Rewrite the records from the line containing "Element to find: the green stripe on train" through the line containing "[11, 280, 464, 426]", putting "Results" wherever "Detections" appears. Change nothing else, and return only those lines.

## start GIVEN INFORMATION

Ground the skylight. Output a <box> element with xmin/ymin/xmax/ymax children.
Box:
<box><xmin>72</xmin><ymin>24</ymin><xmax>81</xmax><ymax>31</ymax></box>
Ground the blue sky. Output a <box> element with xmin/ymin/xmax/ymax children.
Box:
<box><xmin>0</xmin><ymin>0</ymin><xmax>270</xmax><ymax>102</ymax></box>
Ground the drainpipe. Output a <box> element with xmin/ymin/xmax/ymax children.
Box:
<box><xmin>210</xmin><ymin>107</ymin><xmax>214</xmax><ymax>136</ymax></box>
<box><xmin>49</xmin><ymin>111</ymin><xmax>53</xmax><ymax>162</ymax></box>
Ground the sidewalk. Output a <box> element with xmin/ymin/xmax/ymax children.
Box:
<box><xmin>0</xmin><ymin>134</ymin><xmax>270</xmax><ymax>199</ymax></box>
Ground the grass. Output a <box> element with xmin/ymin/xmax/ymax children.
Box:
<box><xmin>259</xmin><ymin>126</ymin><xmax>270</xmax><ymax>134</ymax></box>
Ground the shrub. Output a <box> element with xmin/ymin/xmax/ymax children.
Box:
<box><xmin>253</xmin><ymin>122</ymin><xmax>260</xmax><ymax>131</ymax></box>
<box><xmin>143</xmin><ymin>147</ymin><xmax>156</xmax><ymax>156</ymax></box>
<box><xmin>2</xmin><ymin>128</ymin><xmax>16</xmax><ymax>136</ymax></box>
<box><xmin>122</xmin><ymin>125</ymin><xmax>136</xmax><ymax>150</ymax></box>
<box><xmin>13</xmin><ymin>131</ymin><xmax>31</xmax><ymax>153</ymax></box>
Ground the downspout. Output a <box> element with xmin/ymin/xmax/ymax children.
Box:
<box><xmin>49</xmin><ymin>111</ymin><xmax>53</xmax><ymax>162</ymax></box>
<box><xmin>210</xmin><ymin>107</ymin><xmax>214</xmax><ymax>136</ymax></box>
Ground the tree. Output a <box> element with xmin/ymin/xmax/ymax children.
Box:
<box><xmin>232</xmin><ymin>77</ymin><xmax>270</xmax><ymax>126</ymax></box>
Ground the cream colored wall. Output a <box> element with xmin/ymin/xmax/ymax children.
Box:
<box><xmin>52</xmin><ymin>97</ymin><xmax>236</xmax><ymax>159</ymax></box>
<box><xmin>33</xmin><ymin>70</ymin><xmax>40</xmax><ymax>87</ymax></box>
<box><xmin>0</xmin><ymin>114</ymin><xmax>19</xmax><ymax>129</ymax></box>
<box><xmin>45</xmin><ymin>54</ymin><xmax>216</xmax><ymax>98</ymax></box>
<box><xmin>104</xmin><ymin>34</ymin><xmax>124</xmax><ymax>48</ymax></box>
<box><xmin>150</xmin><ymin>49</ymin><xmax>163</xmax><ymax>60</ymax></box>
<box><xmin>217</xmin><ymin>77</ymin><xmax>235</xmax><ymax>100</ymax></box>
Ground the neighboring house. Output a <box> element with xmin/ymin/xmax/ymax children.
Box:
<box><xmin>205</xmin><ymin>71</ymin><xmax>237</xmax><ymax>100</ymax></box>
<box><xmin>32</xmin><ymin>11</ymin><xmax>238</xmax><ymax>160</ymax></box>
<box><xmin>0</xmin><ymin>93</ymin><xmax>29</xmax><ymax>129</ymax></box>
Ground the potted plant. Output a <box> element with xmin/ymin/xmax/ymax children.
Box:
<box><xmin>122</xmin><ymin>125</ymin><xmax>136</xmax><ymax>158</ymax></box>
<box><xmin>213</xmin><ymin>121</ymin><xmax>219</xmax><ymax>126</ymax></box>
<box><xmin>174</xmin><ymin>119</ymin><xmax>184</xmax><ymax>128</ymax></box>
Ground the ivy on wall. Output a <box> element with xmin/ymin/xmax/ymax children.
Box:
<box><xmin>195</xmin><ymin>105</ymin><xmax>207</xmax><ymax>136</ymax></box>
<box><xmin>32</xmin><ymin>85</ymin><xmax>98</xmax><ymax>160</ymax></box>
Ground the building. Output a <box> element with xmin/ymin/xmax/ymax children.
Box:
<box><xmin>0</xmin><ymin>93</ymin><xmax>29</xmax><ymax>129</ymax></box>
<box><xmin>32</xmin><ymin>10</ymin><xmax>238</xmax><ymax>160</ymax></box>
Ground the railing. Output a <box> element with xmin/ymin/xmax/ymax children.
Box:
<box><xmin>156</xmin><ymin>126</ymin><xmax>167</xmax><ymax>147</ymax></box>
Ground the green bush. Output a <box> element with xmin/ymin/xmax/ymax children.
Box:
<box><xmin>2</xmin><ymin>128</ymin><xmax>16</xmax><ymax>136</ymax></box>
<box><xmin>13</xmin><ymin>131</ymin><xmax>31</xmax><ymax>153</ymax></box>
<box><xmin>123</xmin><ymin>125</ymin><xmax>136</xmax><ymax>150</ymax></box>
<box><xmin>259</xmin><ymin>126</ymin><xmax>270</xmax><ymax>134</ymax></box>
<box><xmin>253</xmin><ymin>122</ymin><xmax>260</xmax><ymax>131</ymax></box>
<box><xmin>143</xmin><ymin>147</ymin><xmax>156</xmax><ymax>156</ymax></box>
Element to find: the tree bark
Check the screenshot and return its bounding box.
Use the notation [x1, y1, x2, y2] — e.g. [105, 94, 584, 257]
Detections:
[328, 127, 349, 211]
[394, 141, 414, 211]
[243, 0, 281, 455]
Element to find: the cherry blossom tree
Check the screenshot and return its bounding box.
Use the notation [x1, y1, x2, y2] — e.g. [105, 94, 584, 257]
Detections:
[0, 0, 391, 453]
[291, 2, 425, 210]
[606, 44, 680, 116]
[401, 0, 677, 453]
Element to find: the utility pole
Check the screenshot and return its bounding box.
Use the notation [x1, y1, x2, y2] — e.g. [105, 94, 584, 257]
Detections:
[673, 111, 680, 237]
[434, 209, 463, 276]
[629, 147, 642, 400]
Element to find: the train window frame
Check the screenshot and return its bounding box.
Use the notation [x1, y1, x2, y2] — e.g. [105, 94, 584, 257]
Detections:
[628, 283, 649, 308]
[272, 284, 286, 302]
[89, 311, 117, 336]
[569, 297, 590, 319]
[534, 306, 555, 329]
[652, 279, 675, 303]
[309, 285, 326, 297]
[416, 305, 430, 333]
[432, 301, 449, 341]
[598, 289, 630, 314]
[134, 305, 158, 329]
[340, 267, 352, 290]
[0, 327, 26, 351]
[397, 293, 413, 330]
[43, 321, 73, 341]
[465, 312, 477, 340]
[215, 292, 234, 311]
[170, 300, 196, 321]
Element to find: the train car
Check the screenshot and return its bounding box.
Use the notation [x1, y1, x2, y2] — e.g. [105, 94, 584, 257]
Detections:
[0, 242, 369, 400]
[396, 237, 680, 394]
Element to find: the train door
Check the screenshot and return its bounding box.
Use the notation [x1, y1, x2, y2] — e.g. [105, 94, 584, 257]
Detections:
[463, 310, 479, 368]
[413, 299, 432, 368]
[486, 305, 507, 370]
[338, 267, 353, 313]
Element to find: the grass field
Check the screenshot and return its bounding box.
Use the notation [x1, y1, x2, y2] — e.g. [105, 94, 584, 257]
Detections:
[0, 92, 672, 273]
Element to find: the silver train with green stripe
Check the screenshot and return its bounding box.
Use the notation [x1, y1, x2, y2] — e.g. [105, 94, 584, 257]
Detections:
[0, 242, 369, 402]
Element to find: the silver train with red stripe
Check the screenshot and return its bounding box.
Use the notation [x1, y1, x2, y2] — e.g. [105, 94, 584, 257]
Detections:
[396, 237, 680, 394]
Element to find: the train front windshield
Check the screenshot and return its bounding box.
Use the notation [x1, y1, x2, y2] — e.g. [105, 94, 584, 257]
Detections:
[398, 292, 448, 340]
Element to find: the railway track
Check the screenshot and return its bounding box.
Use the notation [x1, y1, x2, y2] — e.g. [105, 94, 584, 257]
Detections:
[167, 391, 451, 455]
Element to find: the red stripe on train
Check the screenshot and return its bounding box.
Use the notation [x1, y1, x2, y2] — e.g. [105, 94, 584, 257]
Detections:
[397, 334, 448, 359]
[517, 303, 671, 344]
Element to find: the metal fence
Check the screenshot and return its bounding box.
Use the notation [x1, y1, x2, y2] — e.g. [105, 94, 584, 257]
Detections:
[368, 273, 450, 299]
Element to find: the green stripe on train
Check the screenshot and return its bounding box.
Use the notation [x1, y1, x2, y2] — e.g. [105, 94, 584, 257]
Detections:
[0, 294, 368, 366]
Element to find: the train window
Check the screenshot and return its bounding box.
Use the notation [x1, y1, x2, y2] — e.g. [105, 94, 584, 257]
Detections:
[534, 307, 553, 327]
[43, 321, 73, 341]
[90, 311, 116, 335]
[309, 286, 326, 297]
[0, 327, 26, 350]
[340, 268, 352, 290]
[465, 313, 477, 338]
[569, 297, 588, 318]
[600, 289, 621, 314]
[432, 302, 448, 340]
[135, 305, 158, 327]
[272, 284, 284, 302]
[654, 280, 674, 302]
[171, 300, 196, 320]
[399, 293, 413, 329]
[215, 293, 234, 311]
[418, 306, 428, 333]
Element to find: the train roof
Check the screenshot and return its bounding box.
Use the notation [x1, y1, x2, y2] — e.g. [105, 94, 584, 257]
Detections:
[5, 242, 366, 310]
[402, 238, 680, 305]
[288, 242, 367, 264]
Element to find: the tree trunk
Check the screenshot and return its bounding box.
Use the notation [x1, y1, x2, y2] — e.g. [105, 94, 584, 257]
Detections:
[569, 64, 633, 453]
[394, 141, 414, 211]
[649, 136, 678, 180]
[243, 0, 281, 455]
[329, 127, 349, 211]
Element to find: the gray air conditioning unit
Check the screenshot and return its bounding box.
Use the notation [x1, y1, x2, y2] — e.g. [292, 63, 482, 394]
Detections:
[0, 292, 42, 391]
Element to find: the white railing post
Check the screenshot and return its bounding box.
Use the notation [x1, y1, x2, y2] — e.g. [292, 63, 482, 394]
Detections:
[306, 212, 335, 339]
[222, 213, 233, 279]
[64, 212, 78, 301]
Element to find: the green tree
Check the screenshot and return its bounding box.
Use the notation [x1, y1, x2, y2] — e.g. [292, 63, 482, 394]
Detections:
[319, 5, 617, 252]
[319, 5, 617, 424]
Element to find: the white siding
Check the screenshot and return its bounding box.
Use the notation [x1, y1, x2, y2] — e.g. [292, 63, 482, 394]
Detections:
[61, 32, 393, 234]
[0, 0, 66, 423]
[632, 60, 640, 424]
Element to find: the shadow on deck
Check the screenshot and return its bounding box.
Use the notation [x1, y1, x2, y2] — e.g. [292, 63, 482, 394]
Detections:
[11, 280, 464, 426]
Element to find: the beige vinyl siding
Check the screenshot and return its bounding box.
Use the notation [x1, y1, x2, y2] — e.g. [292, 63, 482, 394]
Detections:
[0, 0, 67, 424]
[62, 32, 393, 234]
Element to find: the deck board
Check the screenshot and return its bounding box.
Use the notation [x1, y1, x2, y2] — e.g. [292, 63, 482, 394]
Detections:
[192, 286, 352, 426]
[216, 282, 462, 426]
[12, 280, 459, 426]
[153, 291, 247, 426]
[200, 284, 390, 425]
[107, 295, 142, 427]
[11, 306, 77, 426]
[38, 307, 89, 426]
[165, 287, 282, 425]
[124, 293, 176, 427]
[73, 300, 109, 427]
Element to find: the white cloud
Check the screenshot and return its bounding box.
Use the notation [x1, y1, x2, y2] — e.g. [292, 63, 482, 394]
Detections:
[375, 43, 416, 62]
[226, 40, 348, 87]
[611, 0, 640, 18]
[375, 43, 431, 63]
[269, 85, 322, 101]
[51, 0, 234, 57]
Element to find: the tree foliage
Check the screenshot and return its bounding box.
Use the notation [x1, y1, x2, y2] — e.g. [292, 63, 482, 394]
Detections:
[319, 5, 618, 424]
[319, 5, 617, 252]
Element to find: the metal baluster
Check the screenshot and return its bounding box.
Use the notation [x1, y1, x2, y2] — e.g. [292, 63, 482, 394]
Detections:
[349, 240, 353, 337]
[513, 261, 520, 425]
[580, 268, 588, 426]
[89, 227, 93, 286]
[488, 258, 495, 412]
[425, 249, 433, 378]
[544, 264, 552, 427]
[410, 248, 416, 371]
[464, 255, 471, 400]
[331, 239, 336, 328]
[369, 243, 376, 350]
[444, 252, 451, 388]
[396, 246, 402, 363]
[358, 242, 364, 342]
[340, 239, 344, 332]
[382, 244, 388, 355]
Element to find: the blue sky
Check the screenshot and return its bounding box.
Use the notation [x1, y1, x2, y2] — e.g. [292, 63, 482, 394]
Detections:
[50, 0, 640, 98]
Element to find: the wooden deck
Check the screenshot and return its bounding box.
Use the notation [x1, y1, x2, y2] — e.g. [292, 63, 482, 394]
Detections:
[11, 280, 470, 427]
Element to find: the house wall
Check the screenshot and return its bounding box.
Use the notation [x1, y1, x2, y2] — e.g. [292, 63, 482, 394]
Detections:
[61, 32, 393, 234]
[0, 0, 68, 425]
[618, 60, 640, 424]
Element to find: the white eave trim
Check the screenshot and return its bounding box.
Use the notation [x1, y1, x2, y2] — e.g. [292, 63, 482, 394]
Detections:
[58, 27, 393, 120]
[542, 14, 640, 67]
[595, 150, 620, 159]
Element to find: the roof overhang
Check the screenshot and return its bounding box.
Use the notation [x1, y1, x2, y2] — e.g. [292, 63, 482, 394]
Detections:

## end GIVEN INFORMATION

COMPLETED TASK >>
Element to find: the green stripe on train
Check the screenshot and return its bounding box.
Use the notation [x1, y1, x2, y2] — e.g. [105, 94, 584, 257]
Results:
[0, 294, 368, 366]
Element to find: the train window
Check the screenshot and return its bounding box.
Use the notation [x1, y1, x2, y2] — e.g. [105, 94, 584, 257]
Results:
[534, 307, 553, 327]
[43, 321, 73, 341]
[90, 311, 116, 335]
[309, 286, 326, 297]
[0, 327, 26, 350]
[340, 268, 352, 290]
[465, 313, 477, 338]
[569, 297, 588, 318]
[600, 289, 621, 314]
[432, 302, 448, 340]
[135, 305, 158, 327]
[272, 284, 284, 302]
[654, 280, 674, 302]
[171, 300, 196, 320]
[399, 293, 413, 329]
[215, 293, 234, 311]
[418, 306, 428, 333]
Element to find: the train roof
Check the screenshot and return its bounding box.
Use the notation [x1, y1, x2, y2] — e.g. [105, 94, 584, 257]
Results:
[5, 242, 366, 310]
[402, 238, 680, 305]
[288, 242, 367, 264]
Element to find: the tree trunk
Check the screenshot and return its bounding box.
Use the notation [x1, y1, x2, y2] — e.g. [105, 94, 584, 257]
Results:
[569, 64, 633, 453]
[394, 141, 414, 211]
[649, 136, 678, 180]
[243, 0, 281, 455]
[329, 127, 349, 211]
Element to find: the gray air conditioning unit
Check the screenshot and return its bounding box.
Use the notation [x1, y1, x2, y2] — e.g. [292, 63, 482, 394]
Results:
[0, 292, 42, 391]
Element to find: the white railing post
Check the screenshot and return its bounding box.
Use the notation [x1, y1, x2, y2] — e.g. [292, 63, 482, 394]
Results:
[306, 212, 335, 339]
[222, 213, 233, 279]
[64, 212, 78, 301]
Element to find: the green tree
Check the screenshot and return its bounding box.
Use the notation [x1, y1, x2, y2] — e.g. [292, 63, 482, 394]
Results:
[319, 5, 617, 252]
[319, 5, 617, 424]
Element to find: the white siding
Check the screenshot and return its bounding box.
Use the notation [x1, y1, x2, y2] — e.g. [292, 63, 482, 394]
Results:
[61, 32, 393, 234]
[0, 0, 66, 423]
[632, 60, 640, 424]
Element to find: the shadow on deck
Check the screenshot and return its bounding box.
Use the notation [x1, y1, x2, y2] — e.g. [292, 63, 482, 394]
Results:
[11, 280, 464, 426]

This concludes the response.